Exercise aim:
Reproduce the records below in their entirety, exactly as shown.

Dataset entries
____

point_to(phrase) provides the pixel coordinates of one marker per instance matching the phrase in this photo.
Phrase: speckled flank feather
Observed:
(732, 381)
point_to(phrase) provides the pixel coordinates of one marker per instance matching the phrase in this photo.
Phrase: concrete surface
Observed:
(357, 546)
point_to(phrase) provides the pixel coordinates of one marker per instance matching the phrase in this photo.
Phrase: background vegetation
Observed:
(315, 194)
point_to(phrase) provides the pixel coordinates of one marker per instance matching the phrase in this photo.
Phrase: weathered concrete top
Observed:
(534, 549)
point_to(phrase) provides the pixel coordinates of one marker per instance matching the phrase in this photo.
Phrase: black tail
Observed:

____

Solved exercise:
point_to(phrase) provides the pixel coordinates of one marker per instance matching the phrase in this photo.
Phrase: speckled flank feather
Observed:
(732, 381)
point_to(phrase) provides the pixel coordinates of one marker per instance matching the phrase in this photo.
Phrase: concrete surface
Observed:
(357, 546)
point_to(phrase) provides the pixel coordinates of one marker per instance matching the phrase in this photo.
Phrase: background vegetation
Observed:
(315, 194)
point_to(phrase) provides the pixel coordinates of one marker per instance matching the phrase in this photo.
Phrase: weathered concrete top
Observed:
(534, 549)
point_to(phrase) provides the pixel coordinates of one marker per instance matching the phrase in this photo.
Phrase: black tail
Observed:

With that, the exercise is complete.